* EXERCISE REQUIREMENTS *
Exact reproduction is required for all entries.

>> BEGIN DATASET RECORDS

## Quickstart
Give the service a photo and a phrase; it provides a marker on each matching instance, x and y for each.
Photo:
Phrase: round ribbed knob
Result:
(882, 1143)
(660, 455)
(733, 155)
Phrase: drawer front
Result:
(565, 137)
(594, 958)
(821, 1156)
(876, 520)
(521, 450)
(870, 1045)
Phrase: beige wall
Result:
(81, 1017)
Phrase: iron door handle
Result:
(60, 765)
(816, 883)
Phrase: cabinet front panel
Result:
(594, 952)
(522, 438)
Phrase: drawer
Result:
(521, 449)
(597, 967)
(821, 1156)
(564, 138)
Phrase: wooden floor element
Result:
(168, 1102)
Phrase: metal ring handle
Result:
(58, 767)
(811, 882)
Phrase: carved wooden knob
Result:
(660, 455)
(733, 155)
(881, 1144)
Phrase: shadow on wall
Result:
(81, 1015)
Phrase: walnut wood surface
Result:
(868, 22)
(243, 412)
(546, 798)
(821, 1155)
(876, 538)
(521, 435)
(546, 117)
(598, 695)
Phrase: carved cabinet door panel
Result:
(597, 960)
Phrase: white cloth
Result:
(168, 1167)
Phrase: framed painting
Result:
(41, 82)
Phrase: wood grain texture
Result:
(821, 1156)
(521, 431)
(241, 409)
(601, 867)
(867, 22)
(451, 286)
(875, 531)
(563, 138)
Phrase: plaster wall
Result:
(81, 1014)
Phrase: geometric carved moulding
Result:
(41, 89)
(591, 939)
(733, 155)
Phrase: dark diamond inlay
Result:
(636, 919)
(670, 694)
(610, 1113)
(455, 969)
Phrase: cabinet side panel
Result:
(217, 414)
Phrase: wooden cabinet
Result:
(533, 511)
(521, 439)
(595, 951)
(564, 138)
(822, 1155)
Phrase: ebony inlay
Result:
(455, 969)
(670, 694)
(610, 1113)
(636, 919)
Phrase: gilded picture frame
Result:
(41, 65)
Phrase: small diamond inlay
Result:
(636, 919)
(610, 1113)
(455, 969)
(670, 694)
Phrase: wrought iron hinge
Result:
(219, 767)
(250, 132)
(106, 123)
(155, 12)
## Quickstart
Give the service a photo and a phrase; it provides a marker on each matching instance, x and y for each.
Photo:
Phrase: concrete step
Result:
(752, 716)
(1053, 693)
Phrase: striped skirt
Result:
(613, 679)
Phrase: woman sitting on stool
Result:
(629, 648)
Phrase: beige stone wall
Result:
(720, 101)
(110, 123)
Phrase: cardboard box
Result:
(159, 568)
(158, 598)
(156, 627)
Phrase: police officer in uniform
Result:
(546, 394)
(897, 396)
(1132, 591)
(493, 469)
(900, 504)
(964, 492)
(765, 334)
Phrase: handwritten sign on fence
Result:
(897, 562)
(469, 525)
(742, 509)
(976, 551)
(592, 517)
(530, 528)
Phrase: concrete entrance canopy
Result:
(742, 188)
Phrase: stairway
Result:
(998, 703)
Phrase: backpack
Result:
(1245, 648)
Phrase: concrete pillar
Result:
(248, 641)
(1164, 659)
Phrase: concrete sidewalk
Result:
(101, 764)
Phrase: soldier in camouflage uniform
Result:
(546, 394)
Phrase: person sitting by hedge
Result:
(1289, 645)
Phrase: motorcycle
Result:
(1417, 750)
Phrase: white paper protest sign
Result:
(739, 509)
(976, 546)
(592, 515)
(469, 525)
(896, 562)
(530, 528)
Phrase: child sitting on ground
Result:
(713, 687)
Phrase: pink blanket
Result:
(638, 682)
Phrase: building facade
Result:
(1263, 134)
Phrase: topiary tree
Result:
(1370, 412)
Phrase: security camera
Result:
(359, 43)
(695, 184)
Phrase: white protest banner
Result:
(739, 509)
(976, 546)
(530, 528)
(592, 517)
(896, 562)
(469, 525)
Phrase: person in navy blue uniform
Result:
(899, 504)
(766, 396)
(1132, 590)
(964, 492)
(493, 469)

>> END DATASET RECORDS

* RESPONSE TO THIS TASK *
## Quickstart
Give the service a photo and a phrase; it provides a marker on each matching instance, x and y for each.
Photo:
Phrase: round ribbed knob
Result:
(882, 1143)
(660, 455)
(733, 155)
Phrase: drawer front
Result:
(565, 137)
(594, 958)
(821, 1156)
(876, 520)
(521, 450)
(870, 1045)
Phrase: beige wall
Result:
(81, 1017)
Phrase: iron door handle
Result:
(60, 765)
(816, 883)
Phrase: cabinet front panel
Result:
(594, 952)
(522, 438)
Phrase: drawer
Result:
(521, 449)
(597, 967)
(821, 1156)
(564, 138)
Phrase: wooden floor element
Result:
(168, 1102)
Phrase: metal ring handle
Result:
(58, 767)
(811, 882)
Phrase: carved wooden knob
Result:
(660, 455)
(733, 155)
(881, 1144)
Phrase: shadow on wall
Result:
(81, 1015)
Phrase: walnut wood surface
Result:
(868, 22)
(243, 412)
(546, 798)
(821, 1155)
(876, 538)
(521, 435)
(546, 117)
(598, 695)
Phrase: carved cabinet door panel
Result:
(597, 960)
Phrase: white cloth
Result:
(168, 1167)
Phrase: framed painting
Result:
(41, 82)
Phrase: wood grain texture
Result:
(821, 1156)
(521, 431)
(241, 409)
(601, 867)
(867, 22)
(451, 286)
(875, 531)
(563, 138)
Phrase: plaster wall
Result:
(81, 1014)
Phrase: geometric carved moulding
Result:
(41, 89)
(591, 939)
(733, 155)
Phrase: dark diamond inlay
Result:
(636, 919)
(670, 694)
(610, 1113)
(455, 969)
Phrase: cabinet side panel
Result:
(217, 414)
Phrase: wooden cabinet
Result:
(533, 511)
(521, 439)
(595, 951)
(564, 138)
(822, 1155)
Phrase: ebony inlay
Result:
(455, 969)
(670, 694)
(610, 1113)
(636, 919)
Phrase: gilded picture frame
Result:
(41, 65)
Phrase: small diamond inlay
Result:
(636, 919)
(610, 1113)
(455, 969)
(670, 694)
Phrase: wrought iron hinge
Result:
(219, 767)
(250, 132)
(106, 123)
(155, 12)
## Quickstart
Give the service a photo and a phrase; it provides a marker on each matching instance, x and y for each.
Photo:
Phrase: concrete step
Result:
(752, 716)
(1053, 693)
Phrase: striped skirt
Result:
(613, 679)
Phrase: woman sitting on stool
Result:
(629, 648)
Phrase: beige stone wall
Result:
(720, 101)
(110, 123)
Phrase: cardboard box
Result:
(159, 568)
(158, 598)
(156, 627)
Phrase: police officer in uniform
Result:
(546, 394)
(897, 396)
(1132, 591)
(493, 469)
(900, 504)
(964, 492)
(765, 334)
Phrase: handwritten sign on fence
Result:
(897, 562)
(469, 525)
(742, 509)
(976, 551)
(592, 517)
(530, 528)
Phrase: concrete entrance canopy
Result:
(742, 188)
Phrase: stairway
Result:
(998, 703)
Phrase: backpack
Result:
(1245, 648)
Phrase: concrete pillar
Result:
(248, 641)
(1164, 659)
Phrase: concrete sidewalk
Result:
(101, 764)
Phrase: soldier in camouflage uniform
Result:
(546, 394)
Phrase: person sitting by hedge
Result:
(1289, 645)
Phrase: motorcycle
Result:
(1417, 750)
Phrase: white paper protest sign
Result:
(739, 509)
(976, 546)
(592, 515)
(469, 525)
(896, 562)
(530, 528)
Phrase: child sitting on ground
Result:
(713, 687)
Phrase: pink blanket
Result:
(638, 682)
Phrase: building facade
Result:
(1263, 134)
Phrase: topiary tree
Result:
(1370, 412)
Phrase: security camera
Result:
(359, 43)
(695, 184)
Phrase: white protest banner
Result:
(739, 509)
(976, 546)
(530, 528)
(592, 517)
(896, 562)
(469, 525)
Phrase: person in navy blue uniform
Result:
(899, 504)
(766, 396)
(1132, 590)
(964, 492)
(493, 469)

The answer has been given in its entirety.